**WORK TO DO:**
Please print the stretch of the listing from the line containing "jacket --coords pixels" through the line containing "Segment every instance of the adult", unchanged.

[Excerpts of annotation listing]
----

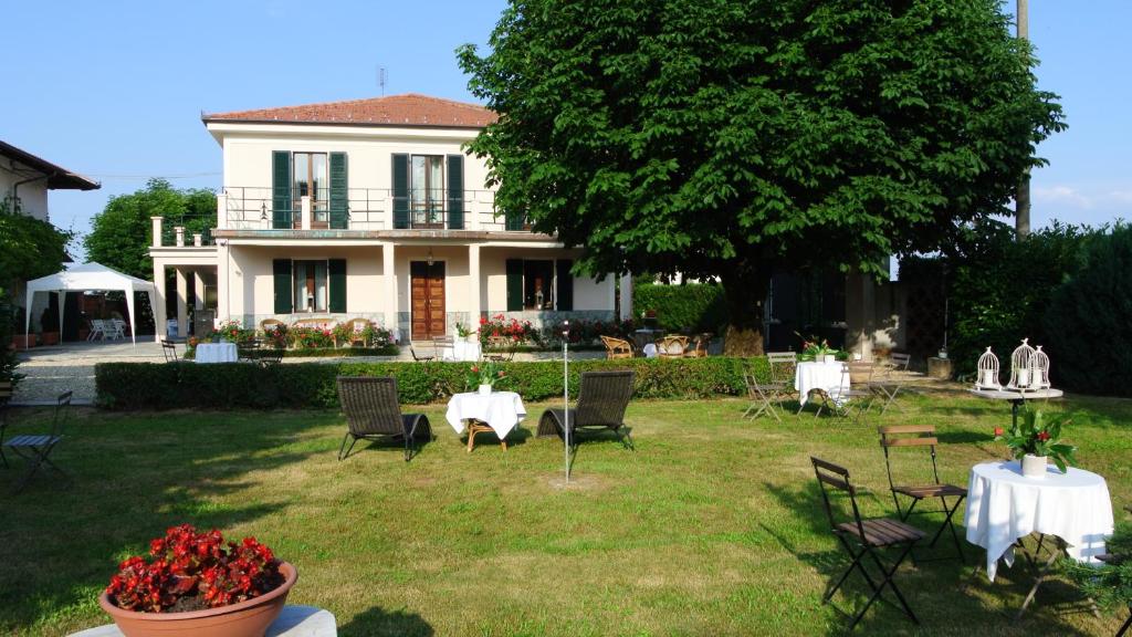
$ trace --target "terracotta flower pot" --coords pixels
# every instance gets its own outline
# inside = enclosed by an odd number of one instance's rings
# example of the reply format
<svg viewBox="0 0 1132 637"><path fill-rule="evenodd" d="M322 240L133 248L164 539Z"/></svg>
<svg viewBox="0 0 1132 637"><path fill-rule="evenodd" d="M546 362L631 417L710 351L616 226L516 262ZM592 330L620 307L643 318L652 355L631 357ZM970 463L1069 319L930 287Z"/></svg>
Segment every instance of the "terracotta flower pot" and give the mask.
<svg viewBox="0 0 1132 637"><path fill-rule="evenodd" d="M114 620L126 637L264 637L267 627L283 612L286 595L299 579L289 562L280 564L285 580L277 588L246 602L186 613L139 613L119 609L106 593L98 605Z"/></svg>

----

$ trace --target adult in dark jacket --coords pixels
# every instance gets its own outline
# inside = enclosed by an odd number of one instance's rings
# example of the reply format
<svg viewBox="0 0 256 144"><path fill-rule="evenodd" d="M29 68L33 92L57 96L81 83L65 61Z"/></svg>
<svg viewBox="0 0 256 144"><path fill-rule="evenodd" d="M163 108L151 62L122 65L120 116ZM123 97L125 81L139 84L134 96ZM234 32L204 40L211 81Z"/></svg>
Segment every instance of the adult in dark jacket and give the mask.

----

**CORRECT ANSWER:**
$ trace --target adult in dark jacket --coords pixels
# every instance gets its own outline
# inside = enclosed by an odd number of one instance's rings
# example of the reply format
<svg viewBox="0 0 256 144"><path fill-rule="evenodd" d="M29 68L33 92L57 96L81 83L65 61Z"/></svg>
<svg viewBox="0 0 256 144"><path fill-rule="evenodd" d="M163 108L151 62L122 65L120 116ZM123 97L125 81L139 84L134 96ZM234 32L204 40L211 81Z"/></svg>
Segment every instance of the adult in dark jacket and give the mask.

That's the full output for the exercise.